YOUR TASK: All entries should be output exactly as they stand.

--- MATERIAL FOR THE TASK Enclosed Below ---

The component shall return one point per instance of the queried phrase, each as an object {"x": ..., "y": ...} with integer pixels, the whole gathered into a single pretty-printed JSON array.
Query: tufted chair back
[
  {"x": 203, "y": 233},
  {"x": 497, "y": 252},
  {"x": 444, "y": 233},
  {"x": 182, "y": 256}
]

--- End of Enclosed MATERIAL FOR THE TASK ---

YOUR RESPONSE:
The component shall return one point per instance of the queried phrase, each as an object {"x": ..., "y": ...} with integer pixels, the whole gathered into a single pretty-printed JSON array.
Query: tufted chair back
[
  {"x": 203, "y": 233},
  {"x": 497, "y": 252},
  {"x": 444, "y": 233},
  {"x": 182, "y": 256}
]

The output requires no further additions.